■ EXTRACTED MATERIAL
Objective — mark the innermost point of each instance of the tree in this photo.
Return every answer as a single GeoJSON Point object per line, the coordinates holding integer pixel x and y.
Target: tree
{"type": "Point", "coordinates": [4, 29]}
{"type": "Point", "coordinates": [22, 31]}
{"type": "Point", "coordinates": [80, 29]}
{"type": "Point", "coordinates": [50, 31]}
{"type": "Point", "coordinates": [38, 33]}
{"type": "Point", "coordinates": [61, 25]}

■ GIVEN INSTRUCTION
Please count how many lines in the listing above contain the string "tree", where case counts, and reply with that number alone.

■ TASK RESULT
2